Required actions =
(a) In the hostel trip account below, why did it take the writer a "test exit" or two to reach a familiar road? Answer in one to three sentences.
(b) Please translate this sentence from the hostel trip account below into French: "In fact the only reason I know it’s there is because my band van broke down beside it once upon a time."
(c) Carry on the hostel trip account below, picking up after its last sentence.

Reading text =
>> Start
Trip to The Forest Hostel in Brunswick

I haven’t been there in three years, and the signs had changed, so it took a “test exit” or two before finally finding myself on a road that I knew that I recognized. Like always, I never saw the small green “Hostel in the Forest” sign on the left of the road, marking the main road. In fact the only reason I know it’s there is because my band van broke down beside it once upon a time.
So I found myself again on Mister Road at twilight. At the end a small array of parked cars and trucks were lined between the road and the forest, as if they had been recently abandoned by a Book Club just finishing “Walden.”
The back gate to the Hostel had been painted in flower graffitti, reminescent of the art that covers the entry arch into the lawless, broken streets of Christiana in Denmark. Having been so long away, when I took the small path around the gate and stepped into the forest, I felt almost like the kids in bridge to terabithia who swung across the creek.
>> End
Provided data =
>> Start
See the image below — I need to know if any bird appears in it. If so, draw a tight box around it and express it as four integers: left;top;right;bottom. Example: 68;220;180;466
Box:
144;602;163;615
>> End
>> Start
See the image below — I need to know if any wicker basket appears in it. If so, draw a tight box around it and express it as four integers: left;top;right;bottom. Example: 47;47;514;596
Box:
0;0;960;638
>> End
>> Start
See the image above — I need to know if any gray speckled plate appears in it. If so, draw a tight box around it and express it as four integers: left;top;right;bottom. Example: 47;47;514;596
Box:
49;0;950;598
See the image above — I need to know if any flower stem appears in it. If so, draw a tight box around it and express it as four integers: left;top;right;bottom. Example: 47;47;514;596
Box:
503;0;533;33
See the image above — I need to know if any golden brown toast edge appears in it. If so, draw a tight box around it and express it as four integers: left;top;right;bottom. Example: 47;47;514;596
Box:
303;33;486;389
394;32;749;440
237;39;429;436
>> End
Results of the tasks =
(a) The writer had not been there in three years, and the signs had changed in the meantime.

(b) En fait, la seule raison pour laquelle je sais qu'il est là, c'est que le van de mon groupe est tombé en panne juste à côté, il y a bien longtemps.

(c)
Amazingly, and immediately, a huge doe sprung from the patch somewhere to the right of the path, and bolted across not 12 feet in front of me. As I watched it dash off into the distance, I noticed that more gardens had been planted among the trees, and decorated benches had been set along the garden trails.
I couldn’t hear any human voices in the forest as I walked along the trails, but the sounds of birds in the underbrush and squirrels in the trees mixed with the familiar sound of ducks sqwawking in the pond and chickens fussing up ahead at the main dome. Flowers buttered the leaves of the plants and trees along the path, and as the wet leaves brushed against me from the sides of the path, the mingled scents of nature began to penetrate my mind. I passed a few treehouses on the way up, and soon was at the main dome complex where you check in, sprawling like a Ewok home from the movie Star Wars on the forest floor before me. I found that it was quiet because it was dinner time, and everyone was chowing down. Instead of checking in I was given a plate and a smile and sat down to have dinner with the people of the forest.
Dinner was garden salad and vinegerette vegetables grown organically at the Hostel itself, rye grain macoroni and cheese, whole wheat brownies and cold cous coux (sp?) which I thoroughly enjoyed.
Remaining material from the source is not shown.